## The problem
Please output, character for character, the lines of the records below, starting with the line that contains "instances of mustache." and going on through the line that contains "top-left (149, 124), bottom-right (181, 140)", both of those lines included.

===

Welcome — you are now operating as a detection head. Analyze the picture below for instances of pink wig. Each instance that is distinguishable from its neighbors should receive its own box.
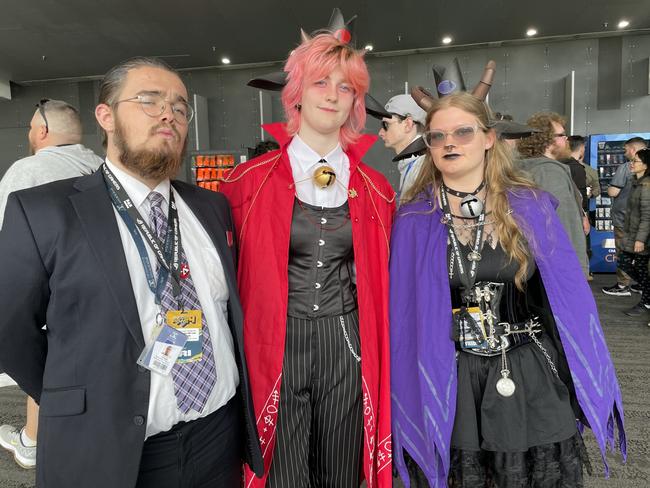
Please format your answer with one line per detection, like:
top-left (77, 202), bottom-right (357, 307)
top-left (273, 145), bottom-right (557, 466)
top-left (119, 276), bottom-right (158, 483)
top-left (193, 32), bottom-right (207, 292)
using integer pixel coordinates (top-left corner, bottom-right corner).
top-left (282, 33), bottom-right (370, 148)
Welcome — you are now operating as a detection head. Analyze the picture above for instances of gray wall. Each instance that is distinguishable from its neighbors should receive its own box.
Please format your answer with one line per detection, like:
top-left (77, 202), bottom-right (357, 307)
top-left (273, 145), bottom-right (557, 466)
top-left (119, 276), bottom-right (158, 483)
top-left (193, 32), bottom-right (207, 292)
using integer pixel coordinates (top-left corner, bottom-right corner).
top-left (0, 35), bottom-right (650, 189)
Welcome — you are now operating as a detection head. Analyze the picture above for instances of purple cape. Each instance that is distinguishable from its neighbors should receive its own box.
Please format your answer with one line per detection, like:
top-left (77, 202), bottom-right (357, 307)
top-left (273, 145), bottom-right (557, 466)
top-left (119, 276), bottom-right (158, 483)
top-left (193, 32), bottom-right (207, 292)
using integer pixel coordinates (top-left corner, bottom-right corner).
top-left (390, 190), bottom-right (626, 488)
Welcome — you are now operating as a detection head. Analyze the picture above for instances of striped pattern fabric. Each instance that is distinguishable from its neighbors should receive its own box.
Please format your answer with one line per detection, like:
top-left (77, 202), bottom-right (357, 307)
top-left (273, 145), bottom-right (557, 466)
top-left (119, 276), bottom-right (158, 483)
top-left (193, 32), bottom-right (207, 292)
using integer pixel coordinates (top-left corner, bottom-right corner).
top-left (147, 191), bottom-right (217, 413)
top-left (267, 310), bottom-right (363, 488)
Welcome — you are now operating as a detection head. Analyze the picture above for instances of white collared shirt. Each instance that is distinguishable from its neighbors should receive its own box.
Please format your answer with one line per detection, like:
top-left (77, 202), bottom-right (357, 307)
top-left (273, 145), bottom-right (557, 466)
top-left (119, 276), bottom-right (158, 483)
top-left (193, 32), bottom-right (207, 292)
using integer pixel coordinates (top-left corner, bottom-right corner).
top-left (106, 159), bottom-right (239, 437)
top-left (287, 135), bottom-right (350, 208)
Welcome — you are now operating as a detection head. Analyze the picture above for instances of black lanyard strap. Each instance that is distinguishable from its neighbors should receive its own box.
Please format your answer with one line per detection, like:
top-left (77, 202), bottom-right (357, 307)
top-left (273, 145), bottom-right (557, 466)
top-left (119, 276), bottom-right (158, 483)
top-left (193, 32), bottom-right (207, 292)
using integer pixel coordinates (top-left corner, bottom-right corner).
top-left (101, 163), bottom-right (181, 304)
top-left (440, 185), bottom-right (486, 290)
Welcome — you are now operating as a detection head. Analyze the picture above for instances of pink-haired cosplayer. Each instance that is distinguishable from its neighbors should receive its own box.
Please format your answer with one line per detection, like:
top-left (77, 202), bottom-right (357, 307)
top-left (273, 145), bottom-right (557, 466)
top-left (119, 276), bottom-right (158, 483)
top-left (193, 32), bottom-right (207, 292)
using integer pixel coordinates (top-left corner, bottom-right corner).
top-left (223, 33), bottom-right (394, 488)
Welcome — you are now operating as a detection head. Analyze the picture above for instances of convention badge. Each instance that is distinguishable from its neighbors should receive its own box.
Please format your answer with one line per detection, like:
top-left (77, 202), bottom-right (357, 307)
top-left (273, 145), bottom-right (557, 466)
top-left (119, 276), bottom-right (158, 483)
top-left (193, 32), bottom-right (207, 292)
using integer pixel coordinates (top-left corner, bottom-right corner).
top-left (452, 307), bottom-right (487, 349)
top-left (137, 325), bottom-right (187, 376)
top-left (166, 310), bottom-right (203, 364)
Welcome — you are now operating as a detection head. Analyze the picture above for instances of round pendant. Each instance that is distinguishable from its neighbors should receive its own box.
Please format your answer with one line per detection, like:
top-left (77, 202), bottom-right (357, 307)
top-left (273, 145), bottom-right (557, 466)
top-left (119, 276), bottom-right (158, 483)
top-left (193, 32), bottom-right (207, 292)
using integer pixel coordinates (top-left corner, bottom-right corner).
top-left (312, 166), bottom-right (336, 188)
top-left (467, 251), bottom-right (481, 261)
top-left (497, 374), bottom-right (515, 397)
top-left (460, 195), bottom-right (483, 219)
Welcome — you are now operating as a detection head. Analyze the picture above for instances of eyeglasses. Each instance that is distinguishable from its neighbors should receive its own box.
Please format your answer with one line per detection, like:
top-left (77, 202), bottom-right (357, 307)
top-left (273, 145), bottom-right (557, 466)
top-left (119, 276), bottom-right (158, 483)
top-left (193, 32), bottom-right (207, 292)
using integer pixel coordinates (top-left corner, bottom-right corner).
top-left (422, 125), bottom-right (483, 149)
top-left (114, 94), bottom-right (194, 124)
top-left (381, 114), bottom-right (406, 130)
top-left (36, 98), bottom-right (50, 134)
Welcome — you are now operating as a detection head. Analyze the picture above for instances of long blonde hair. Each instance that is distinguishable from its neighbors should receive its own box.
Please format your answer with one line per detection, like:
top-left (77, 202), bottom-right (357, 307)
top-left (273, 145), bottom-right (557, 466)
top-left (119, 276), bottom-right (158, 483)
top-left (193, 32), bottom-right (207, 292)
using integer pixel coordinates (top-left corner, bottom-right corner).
top-left (402, 92), bottom-right (535, 289)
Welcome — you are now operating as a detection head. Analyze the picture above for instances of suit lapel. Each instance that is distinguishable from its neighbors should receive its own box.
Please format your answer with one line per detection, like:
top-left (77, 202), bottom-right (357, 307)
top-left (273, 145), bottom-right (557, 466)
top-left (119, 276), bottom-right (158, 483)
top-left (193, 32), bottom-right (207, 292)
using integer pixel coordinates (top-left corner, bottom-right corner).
top-left (70, 171), bottom-right (145, 348)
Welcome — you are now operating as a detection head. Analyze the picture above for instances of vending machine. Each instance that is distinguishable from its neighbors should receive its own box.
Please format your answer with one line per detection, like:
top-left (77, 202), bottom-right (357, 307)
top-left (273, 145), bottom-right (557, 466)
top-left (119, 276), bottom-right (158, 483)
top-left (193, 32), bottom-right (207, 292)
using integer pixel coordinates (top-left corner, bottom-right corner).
top-left (585, 132), bottom-right (650, 273)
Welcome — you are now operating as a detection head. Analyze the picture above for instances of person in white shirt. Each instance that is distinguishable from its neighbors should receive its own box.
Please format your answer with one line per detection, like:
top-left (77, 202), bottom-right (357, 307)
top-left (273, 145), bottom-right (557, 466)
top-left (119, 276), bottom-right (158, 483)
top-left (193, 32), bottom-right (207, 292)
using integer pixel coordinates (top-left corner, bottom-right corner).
top-left (0, 58), bottom-right (262, 488)
top-left (379, 95), bottom-right (427, 201)
top-left (0, 98), bottom-right (102, 468)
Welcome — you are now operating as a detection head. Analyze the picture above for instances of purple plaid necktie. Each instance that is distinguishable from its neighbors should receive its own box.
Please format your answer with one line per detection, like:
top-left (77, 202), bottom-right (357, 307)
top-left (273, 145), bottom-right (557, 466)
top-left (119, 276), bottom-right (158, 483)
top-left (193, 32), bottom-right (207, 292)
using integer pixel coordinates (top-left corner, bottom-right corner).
top-left (147, 191), bottom-right (217, 413)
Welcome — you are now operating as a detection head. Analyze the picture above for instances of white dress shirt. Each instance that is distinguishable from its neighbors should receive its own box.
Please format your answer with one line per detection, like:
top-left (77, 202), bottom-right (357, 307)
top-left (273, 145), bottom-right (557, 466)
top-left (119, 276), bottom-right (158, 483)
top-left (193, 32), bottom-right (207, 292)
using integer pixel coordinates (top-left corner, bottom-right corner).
top-left (106, 159), bottom-right (239, 437)
top-left (287, 135), bottom-right (350, 208)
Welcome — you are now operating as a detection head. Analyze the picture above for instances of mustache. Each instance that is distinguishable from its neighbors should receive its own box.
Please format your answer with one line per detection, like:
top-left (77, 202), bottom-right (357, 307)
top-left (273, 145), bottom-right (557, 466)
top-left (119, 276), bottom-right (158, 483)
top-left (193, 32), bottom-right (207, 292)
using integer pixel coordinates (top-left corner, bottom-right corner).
top-left (149, 124), bottom-right (181, 140)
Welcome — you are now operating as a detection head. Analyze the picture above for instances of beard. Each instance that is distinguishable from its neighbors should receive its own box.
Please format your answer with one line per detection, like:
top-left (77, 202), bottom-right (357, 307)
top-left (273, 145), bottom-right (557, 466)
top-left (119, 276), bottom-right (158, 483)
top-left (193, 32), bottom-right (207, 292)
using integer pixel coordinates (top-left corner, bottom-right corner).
top-left (113, 120), bottom-right (187, 181)
top-left (551, 142), bottom-right (571, 161)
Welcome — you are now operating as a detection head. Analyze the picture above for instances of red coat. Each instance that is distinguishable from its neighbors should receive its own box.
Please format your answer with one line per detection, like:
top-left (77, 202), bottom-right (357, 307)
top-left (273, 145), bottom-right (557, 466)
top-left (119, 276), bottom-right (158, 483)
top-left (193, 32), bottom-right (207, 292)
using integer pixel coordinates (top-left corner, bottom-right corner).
top-left (222, 123), bottom-right (395, 488)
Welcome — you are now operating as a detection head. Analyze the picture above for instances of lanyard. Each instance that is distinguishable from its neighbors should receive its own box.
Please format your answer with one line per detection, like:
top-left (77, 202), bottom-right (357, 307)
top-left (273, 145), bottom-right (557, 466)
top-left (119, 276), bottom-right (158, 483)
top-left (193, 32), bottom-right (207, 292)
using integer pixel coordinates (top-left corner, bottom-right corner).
top-left (101, 163), bottom-right (181, 304)
top-left (440, 185), bottom-right (485, 291)
top-left (400, 156), bottom-right (419, 185)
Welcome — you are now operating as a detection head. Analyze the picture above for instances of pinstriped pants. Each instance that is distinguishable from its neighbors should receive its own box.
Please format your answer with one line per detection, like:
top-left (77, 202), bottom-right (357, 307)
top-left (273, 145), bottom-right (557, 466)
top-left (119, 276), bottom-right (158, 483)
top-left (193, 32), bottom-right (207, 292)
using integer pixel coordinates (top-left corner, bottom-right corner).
top-left (266, 310), bottom-right (363, 488)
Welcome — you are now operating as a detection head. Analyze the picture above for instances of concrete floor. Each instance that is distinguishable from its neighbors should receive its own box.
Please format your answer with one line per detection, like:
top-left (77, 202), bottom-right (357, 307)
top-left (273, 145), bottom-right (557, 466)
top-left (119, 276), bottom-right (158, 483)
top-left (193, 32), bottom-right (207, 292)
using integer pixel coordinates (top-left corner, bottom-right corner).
top-left (0, 275), bottom-right (650, 488)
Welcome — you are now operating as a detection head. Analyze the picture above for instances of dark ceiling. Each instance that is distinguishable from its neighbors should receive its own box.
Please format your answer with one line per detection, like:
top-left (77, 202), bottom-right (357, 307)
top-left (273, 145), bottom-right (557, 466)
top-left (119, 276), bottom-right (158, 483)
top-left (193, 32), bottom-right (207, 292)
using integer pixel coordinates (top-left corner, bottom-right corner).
top-left (0, 0), bottom-right (650, 83)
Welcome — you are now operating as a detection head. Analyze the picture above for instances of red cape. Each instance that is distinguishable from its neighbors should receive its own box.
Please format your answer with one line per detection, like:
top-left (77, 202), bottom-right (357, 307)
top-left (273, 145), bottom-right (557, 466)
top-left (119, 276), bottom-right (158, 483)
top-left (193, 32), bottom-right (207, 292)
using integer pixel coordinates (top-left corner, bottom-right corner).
top-left (221, 123), bottom-right (395, 488)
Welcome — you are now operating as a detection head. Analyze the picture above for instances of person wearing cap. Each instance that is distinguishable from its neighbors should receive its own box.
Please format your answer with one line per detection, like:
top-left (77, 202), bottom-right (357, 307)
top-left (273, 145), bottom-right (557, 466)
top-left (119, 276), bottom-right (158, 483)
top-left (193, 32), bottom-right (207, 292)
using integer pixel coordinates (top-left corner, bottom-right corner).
top-left (379, 95), bottom-right (427, 200)
top-left (222, 29), bottom-right (395, 488)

===

## Solution for this problem
Welcome — you are now operating as a detection head. Analyze the picture above for instances of mustache. Each instance that is distinguishable from its neighbors should receive its own box.
Please format your answer with one line per detection, like:
top-left (77, 202), bottom-right (357, 307)
top-left (273, 145), bottom-right (557, 466)
top-left (119, 276), bottom-right (158, 483)
top-left (193, 32), bottom-right (207, 292)
using integer pixel coordinates (top-left corner, bottom-right corner).
top-left (149, 124), bottom-right (181, 140)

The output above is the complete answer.